→ Instruction
Edit the data below, changing every occurrence of "nested in" to "enclosed by" and leaving the rest untouched.

Raw records:
• • • • • • •

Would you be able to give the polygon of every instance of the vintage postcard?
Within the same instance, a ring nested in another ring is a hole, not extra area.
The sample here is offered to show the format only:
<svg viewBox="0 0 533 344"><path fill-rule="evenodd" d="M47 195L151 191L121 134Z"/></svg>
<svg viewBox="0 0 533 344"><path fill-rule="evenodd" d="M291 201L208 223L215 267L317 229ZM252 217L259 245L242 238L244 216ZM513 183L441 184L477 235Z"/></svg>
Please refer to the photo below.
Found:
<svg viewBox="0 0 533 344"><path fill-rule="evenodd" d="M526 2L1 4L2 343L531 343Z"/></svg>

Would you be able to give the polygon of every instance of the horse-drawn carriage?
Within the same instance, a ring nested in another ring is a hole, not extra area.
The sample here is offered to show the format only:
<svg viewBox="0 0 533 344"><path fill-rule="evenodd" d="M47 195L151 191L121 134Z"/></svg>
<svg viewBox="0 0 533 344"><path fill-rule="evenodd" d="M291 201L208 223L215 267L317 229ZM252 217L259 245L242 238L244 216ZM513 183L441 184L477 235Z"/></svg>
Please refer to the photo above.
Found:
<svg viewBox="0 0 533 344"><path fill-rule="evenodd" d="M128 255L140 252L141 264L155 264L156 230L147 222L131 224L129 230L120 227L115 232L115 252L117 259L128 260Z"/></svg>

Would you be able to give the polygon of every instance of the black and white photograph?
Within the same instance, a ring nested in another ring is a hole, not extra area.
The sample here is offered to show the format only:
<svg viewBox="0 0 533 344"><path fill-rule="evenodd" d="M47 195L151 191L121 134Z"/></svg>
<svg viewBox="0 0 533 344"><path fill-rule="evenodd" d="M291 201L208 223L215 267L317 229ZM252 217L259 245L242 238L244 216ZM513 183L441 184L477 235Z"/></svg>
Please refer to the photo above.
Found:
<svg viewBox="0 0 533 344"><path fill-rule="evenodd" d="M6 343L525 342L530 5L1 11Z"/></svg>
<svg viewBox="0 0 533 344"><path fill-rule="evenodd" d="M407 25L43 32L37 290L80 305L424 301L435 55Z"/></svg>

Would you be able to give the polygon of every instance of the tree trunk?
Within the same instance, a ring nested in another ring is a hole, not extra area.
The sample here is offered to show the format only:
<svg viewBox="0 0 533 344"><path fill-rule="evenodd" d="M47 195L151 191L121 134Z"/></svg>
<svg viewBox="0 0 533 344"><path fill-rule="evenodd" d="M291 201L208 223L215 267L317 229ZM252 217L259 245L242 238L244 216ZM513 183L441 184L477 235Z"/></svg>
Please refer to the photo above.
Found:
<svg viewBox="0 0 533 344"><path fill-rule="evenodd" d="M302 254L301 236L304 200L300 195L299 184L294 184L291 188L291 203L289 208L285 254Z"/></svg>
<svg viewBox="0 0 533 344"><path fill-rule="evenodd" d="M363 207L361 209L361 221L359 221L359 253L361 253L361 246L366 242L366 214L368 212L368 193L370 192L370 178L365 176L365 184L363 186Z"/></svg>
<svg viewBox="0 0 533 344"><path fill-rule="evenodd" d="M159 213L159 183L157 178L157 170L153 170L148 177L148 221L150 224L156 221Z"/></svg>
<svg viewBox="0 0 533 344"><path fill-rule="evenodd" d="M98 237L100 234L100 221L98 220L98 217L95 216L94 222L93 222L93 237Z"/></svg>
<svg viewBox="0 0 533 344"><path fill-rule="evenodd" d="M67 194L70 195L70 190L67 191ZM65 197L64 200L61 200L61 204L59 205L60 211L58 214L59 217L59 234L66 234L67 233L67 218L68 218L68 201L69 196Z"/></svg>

• • • • • • •

→ Response
Would you be able to give the polygon of every instance of the vintage postcard?
Within the same instance, a ring enclosed by another ring is a hole, not extra area.
The sample here is offered to show the format only:
<svg viewBox="0 0 533 344"><path fill-rule="evenodd" d="M47 195L151 191L121 134Z"/></svg>
<svg viewBox="0 0 533 344"><path fill-rule="evenodd" d="M291 201L208 223L215 267L317 229ZM252 217L259 245L242 238L244 216ZM513 183L441 184L477 235Z"/></svg>
Please refer to the photo below.
Found:
<svg viewBox="0 0 533 344"><path fill-rule="evenodd" d="M526 2L1 4L2 343L531 343Z"/></svg>

Would you be able to give the polygon of every instance of the horse-drawn carriage?
Within the same instance, a ring enclosed by another ring is a hole, not extra area.
The sample here is offered to show the format only:
<svg viewBox="0 0 533 344"><path fill-rule="evenodd" d="M47 195L151 191L121 134Z"/></svg>
<svg viewBox="0 0 533 344"><path fill-rule="evenodd" d="M291 201L208 223L215 267L317 229ZM252 217L259 245L242 238L244 216ZM513 183L441 184L477 235Z"/></svg>
Please refer to the photo above.
Found:
<svg viewBox="0 0 533 344"><path fill-rule="evenodd" d="M128 255L140 252L141 264L155 264L156 230L147 222L131 224L129 230L120 227L115 232L115 252L117 259L128 260Z"/></svg>

Would you be able to give the polygon of every instance of the black and white photograph?
Within the same instance, a ring enclosed by another ring is a hole, not extra area.
The sample here is offered to show the format only:
<svg viewBox="0 0 533 344"><path fill-rule="evenodd" d="M47 195L151 191L121 134Z"/></svg>
<svg viewBox="0 0 533 344"><path fill-rule="evenodd" d="M291 201L208 223L215 267L317 229ZM252 217L259 245L242 238L244 216ZM513 183L441 184L477 235Z"/></svg>
Please refer to the photo above.
Found:
<svg viewBox="0 0 533 344"><path fill-rule="evenodd" d="M6 343L525 342L530 5L1 11Z"/></svg>
<svg viewBox="0 0 533 344"><path fill-rule="evenodd" d="M407 25L43 32L37 290L80 305L424 301L435 55Z"/></svg>

Would you be able to give the polygon of every instance of the tree trunk?
Within the same instance, a ring enclosed by another ring is a hole, not extra area.
The sample here is offered to show the format only:
<svg viewBox="0 0 533 344"><path fill-rule="evenodd" d="M47 195L151 191L121 134Z"/></svg>
<svg viewBox="0 0 533 344"><path fill-rule="evenodd" d="M291 201L208 223L215 267L317 229ZM252 217L259 245L242 238L244 216ZM513 183L441 184L477 235Z"/></svg>
Please refer to the photo above.
Found:
<svg viewBox="0 0 533 344"><path fill-rule="evenodd" d="M302 254L301 236L304 200L300 195L299 184L294 184L291 188L291 203L289 208L285 254Z"/></svg>
<svg viewBox="0 0 533 344"><path fill-rule="evenodd" d="M363 207L361 209L361 221L359 221L359 253L361 253L361 246L366 242L366 214L368 212L368 193L370 192L370 178L365 176L365 184L363 186Z"/></svg>
<svg viewBox="0 0 533 344"><path fill-rule="evenodd" d="M159 213L159 183L157 178L157 170L153 170L148 177L148 221L150 224L156 221Z"/></svg>
<svg viewBox="0 0 533 344"><path fill-rule="evenodd" d="M98 237L100 234L100 221L98 220L98 217L95 216L94 222L93 222L93 237Z"/></svg>
<svg viewBox="0 0 533 344"><path fill-rule="evenodd" d="M67 194L70 195L70 190L67 191ZM65 197L64 200L61 200L61 204L59 205L60 211L58 214L59 217L59 234L66 234L67 233L67 218L68 218L68 201L69 196Z"/></svg>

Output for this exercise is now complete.